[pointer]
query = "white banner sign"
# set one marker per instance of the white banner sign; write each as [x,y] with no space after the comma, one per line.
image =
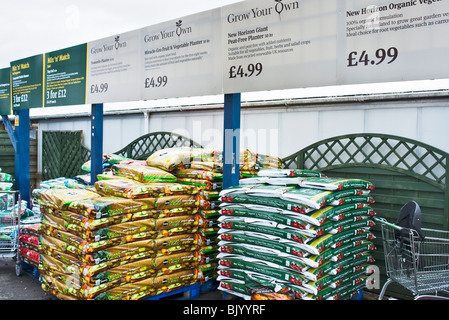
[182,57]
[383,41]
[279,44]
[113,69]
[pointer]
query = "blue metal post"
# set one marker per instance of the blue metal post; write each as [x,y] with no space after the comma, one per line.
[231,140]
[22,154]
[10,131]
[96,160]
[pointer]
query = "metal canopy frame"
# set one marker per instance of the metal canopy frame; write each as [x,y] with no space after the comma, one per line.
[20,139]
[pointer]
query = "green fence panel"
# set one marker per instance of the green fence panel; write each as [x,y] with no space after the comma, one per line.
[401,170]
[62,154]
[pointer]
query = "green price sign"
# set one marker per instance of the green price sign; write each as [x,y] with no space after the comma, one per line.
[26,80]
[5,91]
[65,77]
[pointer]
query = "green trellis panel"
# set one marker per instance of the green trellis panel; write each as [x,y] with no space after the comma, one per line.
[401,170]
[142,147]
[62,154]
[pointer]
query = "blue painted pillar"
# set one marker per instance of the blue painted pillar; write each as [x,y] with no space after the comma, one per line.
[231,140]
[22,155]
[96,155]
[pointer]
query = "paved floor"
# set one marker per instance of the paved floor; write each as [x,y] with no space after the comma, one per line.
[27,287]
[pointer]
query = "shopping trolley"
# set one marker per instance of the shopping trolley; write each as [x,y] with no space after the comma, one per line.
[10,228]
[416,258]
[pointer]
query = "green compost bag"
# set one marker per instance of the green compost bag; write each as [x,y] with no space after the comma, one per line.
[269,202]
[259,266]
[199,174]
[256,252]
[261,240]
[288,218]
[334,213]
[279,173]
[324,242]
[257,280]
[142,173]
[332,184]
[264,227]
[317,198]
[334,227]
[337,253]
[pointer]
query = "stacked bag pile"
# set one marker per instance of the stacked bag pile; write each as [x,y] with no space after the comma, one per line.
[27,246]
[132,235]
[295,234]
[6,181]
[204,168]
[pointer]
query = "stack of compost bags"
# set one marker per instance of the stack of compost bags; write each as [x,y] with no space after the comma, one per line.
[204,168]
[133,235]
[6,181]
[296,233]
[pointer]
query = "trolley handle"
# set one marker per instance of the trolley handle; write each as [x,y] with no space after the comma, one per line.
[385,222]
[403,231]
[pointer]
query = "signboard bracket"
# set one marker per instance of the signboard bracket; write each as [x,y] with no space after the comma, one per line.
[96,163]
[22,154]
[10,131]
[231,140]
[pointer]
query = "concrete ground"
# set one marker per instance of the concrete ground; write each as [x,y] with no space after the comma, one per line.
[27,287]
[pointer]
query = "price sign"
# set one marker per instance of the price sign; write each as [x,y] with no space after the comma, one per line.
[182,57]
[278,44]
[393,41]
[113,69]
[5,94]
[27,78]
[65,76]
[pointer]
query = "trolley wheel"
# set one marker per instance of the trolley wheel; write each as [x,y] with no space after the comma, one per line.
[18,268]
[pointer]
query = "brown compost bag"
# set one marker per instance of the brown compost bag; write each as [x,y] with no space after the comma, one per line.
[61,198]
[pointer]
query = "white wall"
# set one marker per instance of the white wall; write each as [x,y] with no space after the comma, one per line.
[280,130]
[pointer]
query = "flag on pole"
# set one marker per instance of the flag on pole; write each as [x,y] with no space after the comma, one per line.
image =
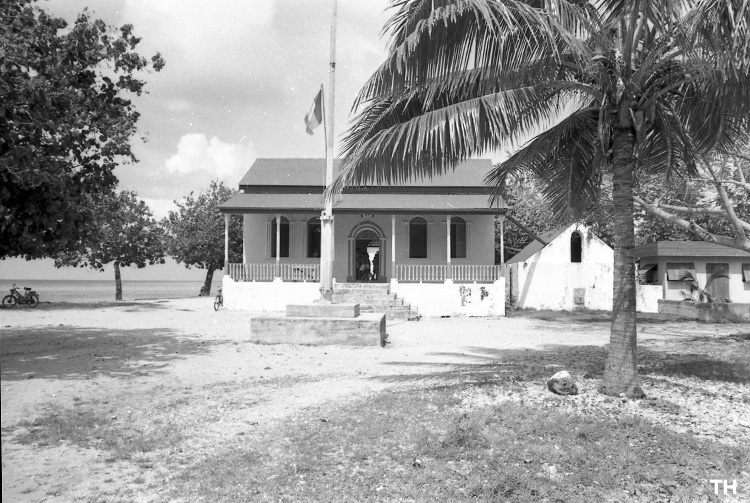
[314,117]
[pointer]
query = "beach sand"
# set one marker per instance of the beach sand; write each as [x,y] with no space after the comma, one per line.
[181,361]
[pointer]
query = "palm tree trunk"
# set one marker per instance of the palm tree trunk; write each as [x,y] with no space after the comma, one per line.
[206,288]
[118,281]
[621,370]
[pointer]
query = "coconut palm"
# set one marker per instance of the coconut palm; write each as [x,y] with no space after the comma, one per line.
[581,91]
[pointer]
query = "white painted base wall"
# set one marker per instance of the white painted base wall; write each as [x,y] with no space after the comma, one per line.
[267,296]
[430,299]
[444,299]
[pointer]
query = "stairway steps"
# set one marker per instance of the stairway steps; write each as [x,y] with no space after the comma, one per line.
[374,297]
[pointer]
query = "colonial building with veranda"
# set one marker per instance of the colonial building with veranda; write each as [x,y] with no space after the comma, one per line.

---

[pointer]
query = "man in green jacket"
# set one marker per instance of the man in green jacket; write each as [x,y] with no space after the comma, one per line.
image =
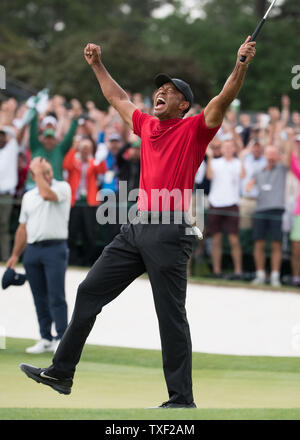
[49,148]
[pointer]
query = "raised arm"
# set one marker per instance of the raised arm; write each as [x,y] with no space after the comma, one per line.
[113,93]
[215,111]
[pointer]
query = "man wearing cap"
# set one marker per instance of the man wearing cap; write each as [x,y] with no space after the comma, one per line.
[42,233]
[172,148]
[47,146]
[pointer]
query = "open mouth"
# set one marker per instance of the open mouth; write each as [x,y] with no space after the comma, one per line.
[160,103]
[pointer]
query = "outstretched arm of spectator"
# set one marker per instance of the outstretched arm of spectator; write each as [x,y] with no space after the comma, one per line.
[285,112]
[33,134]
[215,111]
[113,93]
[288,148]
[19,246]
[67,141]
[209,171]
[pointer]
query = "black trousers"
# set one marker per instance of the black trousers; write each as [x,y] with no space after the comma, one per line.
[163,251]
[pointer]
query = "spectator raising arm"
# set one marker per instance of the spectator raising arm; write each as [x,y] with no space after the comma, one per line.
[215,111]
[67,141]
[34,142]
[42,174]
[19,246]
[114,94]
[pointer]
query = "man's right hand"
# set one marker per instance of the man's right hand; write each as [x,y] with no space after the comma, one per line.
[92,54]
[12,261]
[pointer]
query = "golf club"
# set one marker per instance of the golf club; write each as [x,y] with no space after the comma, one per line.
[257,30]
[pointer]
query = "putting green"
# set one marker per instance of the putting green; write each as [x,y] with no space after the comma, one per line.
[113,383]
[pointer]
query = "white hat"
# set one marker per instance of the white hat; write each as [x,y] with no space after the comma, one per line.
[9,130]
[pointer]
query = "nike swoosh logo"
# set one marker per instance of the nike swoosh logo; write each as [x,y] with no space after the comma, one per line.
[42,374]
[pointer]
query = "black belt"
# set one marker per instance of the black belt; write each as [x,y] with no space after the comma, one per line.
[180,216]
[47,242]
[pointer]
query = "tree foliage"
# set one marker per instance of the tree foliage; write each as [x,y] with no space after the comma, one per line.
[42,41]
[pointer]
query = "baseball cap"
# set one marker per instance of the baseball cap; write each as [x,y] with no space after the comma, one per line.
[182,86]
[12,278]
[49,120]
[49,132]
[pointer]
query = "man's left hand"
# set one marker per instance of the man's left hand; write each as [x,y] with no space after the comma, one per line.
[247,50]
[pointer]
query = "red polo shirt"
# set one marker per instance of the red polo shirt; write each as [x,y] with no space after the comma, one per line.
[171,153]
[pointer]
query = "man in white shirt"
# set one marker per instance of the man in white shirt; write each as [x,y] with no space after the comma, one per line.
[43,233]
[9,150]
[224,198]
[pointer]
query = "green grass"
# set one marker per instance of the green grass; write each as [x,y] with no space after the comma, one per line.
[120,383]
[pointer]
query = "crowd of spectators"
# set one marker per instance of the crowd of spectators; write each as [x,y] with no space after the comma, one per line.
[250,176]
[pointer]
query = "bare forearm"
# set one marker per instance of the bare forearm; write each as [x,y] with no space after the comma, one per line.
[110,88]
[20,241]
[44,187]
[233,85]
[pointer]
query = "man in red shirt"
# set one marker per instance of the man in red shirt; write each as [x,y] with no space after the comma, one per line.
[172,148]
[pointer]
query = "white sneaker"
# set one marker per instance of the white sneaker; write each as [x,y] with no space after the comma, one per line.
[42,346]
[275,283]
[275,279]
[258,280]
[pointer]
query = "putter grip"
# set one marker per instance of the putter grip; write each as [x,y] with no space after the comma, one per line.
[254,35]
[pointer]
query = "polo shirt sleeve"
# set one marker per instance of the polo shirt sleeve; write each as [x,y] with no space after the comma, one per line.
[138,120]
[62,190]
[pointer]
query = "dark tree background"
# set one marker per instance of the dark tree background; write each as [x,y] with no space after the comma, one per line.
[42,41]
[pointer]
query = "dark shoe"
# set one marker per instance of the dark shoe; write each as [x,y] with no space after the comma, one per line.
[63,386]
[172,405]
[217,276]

◆ EXERCISE TASK
Which lines in the rows above contain the string "building", matching case exactly? Return each of those lines in full.

◆ CORRECT RESPONSE
query = "colonial building with veranda"
# set one marker per instance of the colonial building with veranda; write each as [x,y] with no space after the comma, one per line.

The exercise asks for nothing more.